As he walked away, clearly furious with me and the situation he was placed in (I knew him well enough to figure that part out), he growled under his breath “we all know what you really are.”

That was when I stopped associating with any form of Christian-right community. I did not like what it did to my best friend and I refused to be used as proof of the Christian superiority in any from, most particularly through the performance of weekly public-humiliation-of-the Jew ceremonies.

High School

I attended two high schools. I could tell stories from both. This story is from the school I graduated from.

It was the home stretch. I was months…weeks!….away from graduation. I had been planning my escape from Wisconsin farm country for months, including putting great effort into researching colleges. This was during a time before the internet, so researching colleges required an encyclopedia-sized book listing colleges and/or assistance from a school counselor. I pestered my counselor repeatedly, despite his adamant refusal to provide assistance because (and I quote): “the best you can hope for is technical school and marriage.”

• _Collected data_:
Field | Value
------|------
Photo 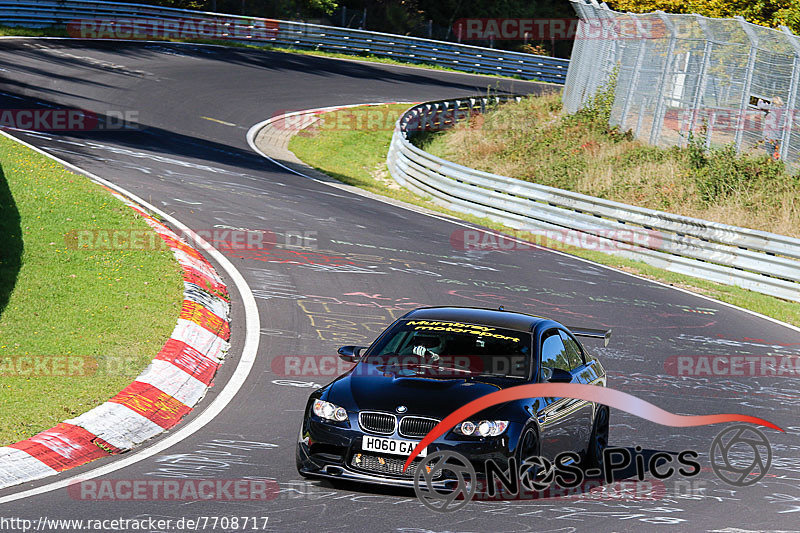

• _Activities_:
A) In the account, what did the school counselor say was the best the writer could hope for?
B) Reproduce the passage of the account starting at "As he walked" and ending at "I graduated from.".

• _Task responses_:
A) Technical school and marriage.

B)
As he walked away, clearly furious with me and the situation he was placed in (I knew him well enough to figure that part out), he growled under his breath “we all know what you really are.”

That was when I stopped associating with any form of Christian-right community. I did not like what it did to my best friend and I refused to be used as proof of the Christian superiority in any from, most particularly through the performance of weekly public-humiliation-of-the Jew ceremonies.

High School

I attended two high schools. I could tell stories from both. This story is from the school I graduated from.